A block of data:
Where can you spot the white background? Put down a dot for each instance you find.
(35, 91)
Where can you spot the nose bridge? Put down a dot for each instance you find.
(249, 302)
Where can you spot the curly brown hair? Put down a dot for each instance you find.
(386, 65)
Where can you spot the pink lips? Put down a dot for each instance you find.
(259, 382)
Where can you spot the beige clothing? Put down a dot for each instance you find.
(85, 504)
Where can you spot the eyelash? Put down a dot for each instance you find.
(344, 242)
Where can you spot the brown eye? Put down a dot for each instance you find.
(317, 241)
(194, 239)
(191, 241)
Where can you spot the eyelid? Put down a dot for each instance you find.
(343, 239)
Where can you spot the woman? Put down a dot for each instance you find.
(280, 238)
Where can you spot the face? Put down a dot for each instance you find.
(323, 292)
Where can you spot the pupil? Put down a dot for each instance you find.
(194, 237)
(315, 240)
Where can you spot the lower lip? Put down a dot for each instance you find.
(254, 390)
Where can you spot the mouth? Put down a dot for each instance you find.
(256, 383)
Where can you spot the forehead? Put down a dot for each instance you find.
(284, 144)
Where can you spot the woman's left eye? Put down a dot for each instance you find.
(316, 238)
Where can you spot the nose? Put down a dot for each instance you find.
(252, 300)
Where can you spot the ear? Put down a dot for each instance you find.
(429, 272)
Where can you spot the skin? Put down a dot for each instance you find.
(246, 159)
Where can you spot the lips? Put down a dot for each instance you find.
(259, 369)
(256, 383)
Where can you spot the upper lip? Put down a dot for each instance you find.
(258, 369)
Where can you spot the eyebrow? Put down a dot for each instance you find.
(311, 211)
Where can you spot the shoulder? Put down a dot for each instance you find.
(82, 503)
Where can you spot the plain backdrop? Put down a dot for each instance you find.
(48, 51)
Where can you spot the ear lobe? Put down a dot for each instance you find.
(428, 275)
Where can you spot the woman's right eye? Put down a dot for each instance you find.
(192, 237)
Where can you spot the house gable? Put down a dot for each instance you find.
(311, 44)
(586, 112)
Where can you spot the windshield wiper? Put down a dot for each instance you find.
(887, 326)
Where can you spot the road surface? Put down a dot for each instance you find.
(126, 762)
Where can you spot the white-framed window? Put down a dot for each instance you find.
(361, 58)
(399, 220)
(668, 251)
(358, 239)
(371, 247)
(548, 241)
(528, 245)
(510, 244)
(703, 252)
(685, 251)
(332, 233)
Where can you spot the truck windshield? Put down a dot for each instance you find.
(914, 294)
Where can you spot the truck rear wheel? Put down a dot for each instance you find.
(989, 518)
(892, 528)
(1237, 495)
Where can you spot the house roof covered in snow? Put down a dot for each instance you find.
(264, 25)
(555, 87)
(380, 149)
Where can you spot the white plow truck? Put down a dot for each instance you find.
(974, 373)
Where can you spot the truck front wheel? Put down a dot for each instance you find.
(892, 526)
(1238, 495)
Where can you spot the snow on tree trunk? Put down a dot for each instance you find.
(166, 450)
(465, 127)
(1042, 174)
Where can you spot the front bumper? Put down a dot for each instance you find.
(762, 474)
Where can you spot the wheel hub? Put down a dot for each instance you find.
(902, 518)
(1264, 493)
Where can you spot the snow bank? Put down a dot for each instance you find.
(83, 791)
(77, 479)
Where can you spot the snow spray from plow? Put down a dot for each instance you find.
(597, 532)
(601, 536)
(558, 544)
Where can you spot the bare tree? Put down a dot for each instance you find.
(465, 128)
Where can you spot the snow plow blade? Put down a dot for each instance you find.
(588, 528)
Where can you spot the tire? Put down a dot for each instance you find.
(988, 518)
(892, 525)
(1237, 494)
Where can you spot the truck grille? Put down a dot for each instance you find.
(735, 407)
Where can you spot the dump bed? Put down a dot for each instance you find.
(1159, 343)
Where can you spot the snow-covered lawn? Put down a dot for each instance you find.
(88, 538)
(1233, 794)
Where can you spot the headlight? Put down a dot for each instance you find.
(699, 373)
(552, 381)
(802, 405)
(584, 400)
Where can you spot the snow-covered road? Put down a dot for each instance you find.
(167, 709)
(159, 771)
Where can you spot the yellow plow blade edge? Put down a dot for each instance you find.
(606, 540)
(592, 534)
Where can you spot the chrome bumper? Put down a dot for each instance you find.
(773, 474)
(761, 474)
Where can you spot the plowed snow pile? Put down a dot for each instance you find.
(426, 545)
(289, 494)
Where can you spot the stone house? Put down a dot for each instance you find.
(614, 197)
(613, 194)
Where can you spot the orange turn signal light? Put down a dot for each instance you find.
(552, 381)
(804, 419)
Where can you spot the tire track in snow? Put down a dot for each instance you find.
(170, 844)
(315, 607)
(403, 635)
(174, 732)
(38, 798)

Description of the task:
Find the line containing "Where can you spot the snow on" in the material above. Print it and every line after it through the end, exactly and only those.

Task solution:
Where can you spot the snow on tree trunk? Put down a dot for each instance you find.
(166, 450)
(465, 127)
(1042, 174)
Where can you spot the front bumper? Put down a dot for each instance you find.
(762, 474)
Where can you spot the wheel hub? Put down a dot for each instance you find.
(902, 518)
(1264, 493)
Where can you spot the snow bank? Put down a dot for each instance you find.
(83, 791)
(77, 479)
Where can you spot the snow spray from plow? Put down a dot for each instance you find.
(597, 532)
(601, 536)
(558, 544)
Where can you spot the bare tree? Put down a dot for each instance you find.
(465, 128)
Where can you spot the snow plow blade? Put down a dot for each instance you find.
(588, 528)
Where can you spot the tire? Put down a dot for each instance you find.
(988, 518)
(892, 525)
(1237, 494)
Where can you spot the truck grille? Put down a dot for each instance you find.
(735, 407)
Where can you spot the dump bed? Put down a dot for each instance you find.
(1159, 343)
Where can you spot the snow-covered lawn? Put down a dot for each instance you find.
(88, 538)
(1233, 794)
Where can you spot the headlight? Put down a dot for each instance you find.
(699, 373)
(552, 381)
(802, 405)
(584, 400)
Where can you spot the snow-covered road? Put down a dot for each instance you find.
(167, 709)
(159, 771)
Where can you spot the yellow plow blade edge? Put down a dot for each instance you find.
(606, 540)
(592, 534)
Where can you spot the chrome bumper? Put down a dot for each instance you find.
(773, 474)
(761, 474)
Where can you spot the plowed snow pile? Put down a dot for each instance you find.
(426, 545)
(289, 494)
Where can you spot the stone house? Put down a dot for each instance you find.
(614, 197)
(613, 194)
Where can you spot the orange turn signal light? Put down a dot for each instance you find.
(552, 381)
(804, 419)
Where can you spot the tire track in snow? Put down a dot for each instance you find.
(170, 844)
(315, 607)
(403, 635)
(174, 732)
(38, 798)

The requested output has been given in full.